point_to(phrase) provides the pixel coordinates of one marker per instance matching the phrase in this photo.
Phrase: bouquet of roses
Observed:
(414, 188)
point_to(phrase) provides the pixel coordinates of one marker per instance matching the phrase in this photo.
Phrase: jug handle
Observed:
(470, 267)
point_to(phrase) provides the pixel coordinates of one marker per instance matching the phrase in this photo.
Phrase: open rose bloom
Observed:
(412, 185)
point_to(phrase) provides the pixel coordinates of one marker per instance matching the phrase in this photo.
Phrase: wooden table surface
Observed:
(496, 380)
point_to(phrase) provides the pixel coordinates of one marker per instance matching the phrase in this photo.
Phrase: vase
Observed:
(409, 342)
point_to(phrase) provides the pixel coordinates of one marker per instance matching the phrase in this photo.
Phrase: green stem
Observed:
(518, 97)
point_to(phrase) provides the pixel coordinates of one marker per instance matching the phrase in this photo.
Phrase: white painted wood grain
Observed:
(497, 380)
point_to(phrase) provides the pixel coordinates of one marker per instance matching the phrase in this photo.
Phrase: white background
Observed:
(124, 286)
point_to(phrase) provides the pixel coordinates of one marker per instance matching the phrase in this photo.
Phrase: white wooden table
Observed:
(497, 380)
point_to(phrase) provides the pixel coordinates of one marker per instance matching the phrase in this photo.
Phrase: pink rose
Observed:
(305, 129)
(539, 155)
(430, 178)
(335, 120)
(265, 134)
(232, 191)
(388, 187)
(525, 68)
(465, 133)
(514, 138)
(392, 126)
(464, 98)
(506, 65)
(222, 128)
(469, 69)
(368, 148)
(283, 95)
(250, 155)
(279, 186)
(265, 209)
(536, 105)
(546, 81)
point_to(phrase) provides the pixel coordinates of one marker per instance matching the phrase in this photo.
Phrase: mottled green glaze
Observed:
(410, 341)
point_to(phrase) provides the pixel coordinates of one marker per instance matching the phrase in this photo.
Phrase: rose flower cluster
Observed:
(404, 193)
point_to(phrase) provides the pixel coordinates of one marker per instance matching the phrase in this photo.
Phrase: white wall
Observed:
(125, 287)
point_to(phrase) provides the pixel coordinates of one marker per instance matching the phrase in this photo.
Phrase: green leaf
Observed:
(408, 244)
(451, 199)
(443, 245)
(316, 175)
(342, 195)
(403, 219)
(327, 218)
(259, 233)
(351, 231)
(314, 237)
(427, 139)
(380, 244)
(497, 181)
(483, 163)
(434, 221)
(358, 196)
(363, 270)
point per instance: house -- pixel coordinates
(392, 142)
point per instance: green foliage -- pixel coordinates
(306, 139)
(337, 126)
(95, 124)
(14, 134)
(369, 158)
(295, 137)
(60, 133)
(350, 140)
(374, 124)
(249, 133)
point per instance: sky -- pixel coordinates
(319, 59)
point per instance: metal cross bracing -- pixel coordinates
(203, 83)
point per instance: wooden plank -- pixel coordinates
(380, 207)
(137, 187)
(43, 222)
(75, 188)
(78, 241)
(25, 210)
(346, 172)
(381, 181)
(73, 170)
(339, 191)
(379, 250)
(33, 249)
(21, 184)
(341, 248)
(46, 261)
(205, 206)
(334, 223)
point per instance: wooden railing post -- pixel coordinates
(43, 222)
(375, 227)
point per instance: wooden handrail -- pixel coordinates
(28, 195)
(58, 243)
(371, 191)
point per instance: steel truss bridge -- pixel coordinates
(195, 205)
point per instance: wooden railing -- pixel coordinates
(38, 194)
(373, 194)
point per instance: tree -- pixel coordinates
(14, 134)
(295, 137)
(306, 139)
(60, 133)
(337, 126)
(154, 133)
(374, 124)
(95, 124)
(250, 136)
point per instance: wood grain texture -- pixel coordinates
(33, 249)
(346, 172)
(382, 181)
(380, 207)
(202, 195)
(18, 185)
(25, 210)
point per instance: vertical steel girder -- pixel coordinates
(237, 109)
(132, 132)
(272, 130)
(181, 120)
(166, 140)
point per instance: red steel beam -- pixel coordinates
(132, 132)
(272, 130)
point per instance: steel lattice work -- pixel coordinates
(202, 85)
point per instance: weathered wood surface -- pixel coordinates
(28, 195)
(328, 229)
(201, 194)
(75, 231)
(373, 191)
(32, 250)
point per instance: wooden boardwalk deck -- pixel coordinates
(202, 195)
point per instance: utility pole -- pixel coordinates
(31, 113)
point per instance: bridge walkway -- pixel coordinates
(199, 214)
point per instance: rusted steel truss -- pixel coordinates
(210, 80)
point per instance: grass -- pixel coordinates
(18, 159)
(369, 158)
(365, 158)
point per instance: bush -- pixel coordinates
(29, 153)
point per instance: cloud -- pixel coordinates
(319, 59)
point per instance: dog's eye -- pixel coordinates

★ ★ ★ ★ ★ ★ ★

Stated task >> Print every line of the data unchanged, from the line containing "point per instance: sky -- pixel coordinates" through the final line, with both of those lines included.

Answer for this exercise >>
point per instance: sky -- pixel coordinates
(319, 59)
point per instance: metal cross bracing -- pixel coordinates
(203, 83)
point per instance: wooden plank -- pixel coordinates
(380, 207)
(137, 187)
(43, 222)
(75, 188)
(78, 241)
(25, 210)
(346, 172)
(381, 181)
(73, 170)
(339, 191)
(379, 250)
(33, 249)
(21, 184)
(341, 248)
(46, 261)
(205, 206)
(334, 223)
point per instance: wooden railing post -- pixel coordinates
(43, 222)
(375, 227)
point per instance: wooden handrail -- pixel coordinates
(28, 195)
(58, 243)
(371, 191)
point per instance: steel truss bridge -- pixel coordinates
(195, 205)
point per instance: wooden railing -- pixel coordinates
(38, 194)
(373, 194)
point per instance: tree -- pixel coordinates
(14, 134)
(295, 137)
(306, 139)
(60, 133)
(337, 126)
(154, 133)
(374, 124)
(95, 124)
(250, 136)
point per instance: wood grain texture -- pixel coordinates
(33, 249)
(346, 172)
(382, 181)
(380, 207)
(202, 195)
(18, 185)
(25, 210)
point per instance: vertical steel girder -- pixel coordinates
(237, 109)
(132, 132)
(272, 130)
(181, 120)
(166, 140)
point per instance: red steel beam -- pixel coordinates
(132, 132)
(272, 130)
point per instance: steel lattice work -- pixel coordinates
(202, 85)
point per instance: weathered wood surface -- pixel coordinates
(28, 195)
(328, 229)
(201, 194)
(75, 231)
(373, 191)
(32, 250)
point per instance: wooden boardwalk deck -- pixel coordinates
(202, 195)
point per instance: utility pole -- pixel coordinates
(31, 113)
point per instance: bridge walkway -- pixel coordinates
(199, 214)
point per instance: rusted steel truss -- pixel coordinates
(210, 80)
point per instance: grass -- pixel coordinates
(18, 159)
(369, 158)
(365, 158)
point per instance: bush -- pixel coordinates
(29, 153)
point per instance: cloud -- pixel coordinates
(319, 59)
point per instance: dog's eye -- pixel coordinates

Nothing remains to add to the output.